• **Direction**
Scan the records for the line containing "Target: white facade"; extract it and all later lines, verbatim, through the end, and nothing before it.

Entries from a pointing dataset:
###
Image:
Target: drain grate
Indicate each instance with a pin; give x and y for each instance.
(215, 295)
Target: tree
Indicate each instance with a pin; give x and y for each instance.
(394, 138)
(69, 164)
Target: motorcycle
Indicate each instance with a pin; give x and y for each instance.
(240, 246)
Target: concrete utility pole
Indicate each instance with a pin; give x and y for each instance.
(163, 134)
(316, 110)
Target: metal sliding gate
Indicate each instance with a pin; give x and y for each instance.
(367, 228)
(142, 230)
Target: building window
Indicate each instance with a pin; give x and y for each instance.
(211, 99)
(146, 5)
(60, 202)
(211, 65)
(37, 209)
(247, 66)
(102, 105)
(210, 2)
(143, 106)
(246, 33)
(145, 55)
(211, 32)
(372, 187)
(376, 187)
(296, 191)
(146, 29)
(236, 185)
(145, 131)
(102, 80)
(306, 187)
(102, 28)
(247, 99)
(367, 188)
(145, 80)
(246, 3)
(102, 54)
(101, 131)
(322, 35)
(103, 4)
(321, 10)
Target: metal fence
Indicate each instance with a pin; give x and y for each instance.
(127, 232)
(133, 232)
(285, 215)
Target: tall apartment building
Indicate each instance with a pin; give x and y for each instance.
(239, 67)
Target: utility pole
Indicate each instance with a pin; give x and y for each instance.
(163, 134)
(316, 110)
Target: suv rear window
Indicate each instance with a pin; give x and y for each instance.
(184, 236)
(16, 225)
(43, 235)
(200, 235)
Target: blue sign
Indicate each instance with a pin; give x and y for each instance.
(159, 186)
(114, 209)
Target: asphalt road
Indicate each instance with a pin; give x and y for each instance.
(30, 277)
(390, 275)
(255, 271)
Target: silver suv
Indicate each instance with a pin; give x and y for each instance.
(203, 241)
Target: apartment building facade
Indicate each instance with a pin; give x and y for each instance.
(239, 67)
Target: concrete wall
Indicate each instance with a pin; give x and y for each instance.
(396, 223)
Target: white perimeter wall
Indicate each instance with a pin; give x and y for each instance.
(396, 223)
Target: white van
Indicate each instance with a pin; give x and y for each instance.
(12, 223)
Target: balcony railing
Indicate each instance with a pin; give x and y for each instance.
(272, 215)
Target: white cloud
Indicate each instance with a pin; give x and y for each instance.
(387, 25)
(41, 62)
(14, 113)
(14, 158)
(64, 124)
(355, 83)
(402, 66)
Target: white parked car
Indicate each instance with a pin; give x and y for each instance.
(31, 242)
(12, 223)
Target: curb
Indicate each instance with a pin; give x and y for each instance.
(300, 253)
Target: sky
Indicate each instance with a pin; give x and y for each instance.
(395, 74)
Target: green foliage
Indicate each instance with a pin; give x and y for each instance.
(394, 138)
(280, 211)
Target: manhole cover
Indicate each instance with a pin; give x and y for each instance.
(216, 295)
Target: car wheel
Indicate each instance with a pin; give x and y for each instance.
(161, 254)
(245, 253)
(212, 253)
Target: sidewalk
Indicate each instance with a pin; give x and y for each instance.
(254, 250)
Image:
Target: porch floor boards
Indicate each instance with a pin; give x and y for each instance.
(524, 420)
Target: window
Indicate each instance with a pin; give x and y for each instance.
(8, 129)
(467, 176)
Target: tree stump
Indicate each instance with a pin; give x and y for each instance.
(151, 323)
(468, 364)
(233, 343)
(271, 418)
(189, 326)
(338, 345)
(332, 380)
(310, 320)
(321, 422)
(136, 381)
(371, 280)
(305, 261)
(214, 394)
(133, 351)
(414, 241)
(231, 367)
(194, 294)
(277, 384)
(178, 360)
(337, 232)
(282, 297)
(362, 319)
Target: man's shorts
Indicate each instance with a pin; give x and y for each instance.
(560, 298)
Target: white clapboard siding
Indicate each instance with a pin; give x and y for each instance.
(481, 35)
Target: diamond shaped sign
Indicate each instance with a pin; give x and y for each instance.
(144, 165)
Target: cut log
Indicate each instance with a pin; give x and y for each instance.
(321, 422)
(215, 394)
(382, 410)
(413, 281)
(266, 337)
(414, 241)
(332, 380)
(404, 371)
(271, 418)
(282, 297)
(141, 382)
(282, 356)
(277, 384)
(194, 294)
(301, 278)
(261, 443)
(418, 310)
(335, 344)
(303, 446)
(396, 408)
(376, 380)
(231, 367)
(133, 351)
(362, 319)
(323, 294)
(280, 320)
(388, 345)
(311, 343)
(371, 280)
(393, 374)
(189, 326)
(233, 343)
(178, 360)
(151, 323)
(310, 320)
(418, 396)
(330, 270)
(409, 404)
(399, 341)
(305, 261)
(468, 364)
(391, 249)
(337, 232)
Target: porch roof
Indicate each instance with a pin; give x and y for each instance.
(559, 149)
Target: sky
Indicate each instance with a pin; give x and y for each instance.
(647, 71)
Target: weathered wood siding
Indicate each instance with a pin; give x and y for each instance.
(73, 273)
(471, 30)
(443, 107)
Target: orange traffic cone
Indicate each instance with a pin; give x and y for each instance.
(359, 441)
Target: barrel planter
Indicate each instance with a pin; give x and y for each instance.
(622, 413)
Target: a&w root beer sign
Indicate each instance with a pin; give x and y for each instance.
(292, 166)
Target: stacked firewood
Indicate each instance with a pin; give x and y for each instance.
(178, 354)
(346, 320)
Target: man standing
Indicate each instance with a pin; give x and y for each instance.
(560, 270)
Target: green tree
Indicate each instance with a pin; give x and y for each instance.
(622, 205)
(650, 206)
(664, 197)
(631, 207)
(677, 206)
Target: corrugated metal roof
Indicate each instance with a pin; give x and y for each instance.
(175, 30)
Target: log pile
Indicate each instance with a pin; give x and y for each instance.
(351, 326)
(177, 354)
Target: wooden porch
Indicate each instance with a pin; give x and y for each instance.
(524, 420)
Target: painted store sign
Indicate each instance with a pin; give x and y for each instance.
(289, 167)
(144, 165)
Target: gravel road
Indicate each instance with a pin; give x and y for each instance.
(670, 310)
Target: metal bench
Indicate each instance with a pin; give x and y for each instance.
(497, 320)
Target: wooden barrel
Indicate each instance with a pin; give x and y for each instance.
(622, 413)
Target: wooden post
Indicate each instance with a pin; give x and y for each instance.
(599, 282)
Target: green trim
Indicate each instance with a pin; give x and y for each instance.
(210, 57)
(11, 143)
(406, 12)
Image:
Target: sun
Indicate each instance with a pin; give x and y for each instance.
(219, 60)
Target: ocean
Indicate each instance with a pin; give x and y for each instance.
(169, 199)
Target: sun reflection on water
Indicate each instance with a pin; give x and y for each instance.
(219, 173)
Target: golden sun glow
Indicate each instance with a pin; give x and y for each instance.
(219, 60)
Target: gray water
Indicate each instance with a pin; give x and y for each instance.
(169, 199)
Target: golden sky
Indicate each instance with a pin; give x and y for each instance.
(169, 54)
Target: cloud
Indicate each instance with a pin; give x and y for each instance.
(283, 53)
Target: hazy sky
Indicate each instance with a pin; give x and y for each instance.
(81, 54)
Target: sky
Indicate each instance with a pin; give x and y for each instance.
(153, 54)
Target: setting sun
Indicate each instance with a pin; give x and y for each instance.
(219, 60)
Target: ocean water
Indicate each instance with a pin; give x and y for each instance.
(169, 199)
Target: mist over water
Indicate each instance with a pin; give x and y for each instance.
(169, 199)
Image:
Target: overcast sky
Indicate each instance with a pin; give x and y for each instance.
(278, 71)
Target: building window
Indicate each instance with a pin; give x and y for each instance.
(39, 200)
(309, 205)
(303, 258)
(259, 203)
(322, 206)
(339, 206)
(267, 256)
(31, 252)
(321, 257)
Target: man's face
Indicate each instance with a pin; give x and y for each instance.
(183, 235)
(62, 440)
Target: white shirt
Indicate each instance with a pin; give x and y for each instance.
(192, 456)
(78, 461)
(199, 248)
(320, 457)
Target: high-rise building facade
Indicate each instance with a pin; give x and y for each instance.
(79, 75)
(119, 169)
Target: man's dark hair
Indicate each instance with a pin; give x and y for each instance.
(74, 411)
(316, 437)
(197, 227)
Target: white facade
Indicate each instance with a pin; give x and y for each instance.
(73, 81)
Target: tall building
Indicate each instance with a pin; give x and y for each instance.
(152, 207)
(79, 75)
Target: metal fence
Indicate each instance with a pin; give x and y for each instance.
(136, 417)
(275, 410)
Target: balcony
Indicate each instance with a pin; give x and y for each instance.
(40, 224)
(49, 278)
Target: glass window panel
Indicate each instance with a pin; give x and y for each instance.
###
• **Answer in full**
Target: white facade
Indicate each instance with a pin; give x and y for each instance.
(73, 81)
Target: tall building
Indicate each instance with a pin; give x and y for each instance.
(152, 207)
(79, 75)
Target: metal fence
Indicate each instance with a pin; give x and y for each instance.
(136, 417)
(275, 410)
Target: balcony
Indicate each instance with a pin; give x and y for each instance.
(40, 224)
(49, 278)
Target: glass window panel
Indicate each instance with a pin; give x and y for each instance.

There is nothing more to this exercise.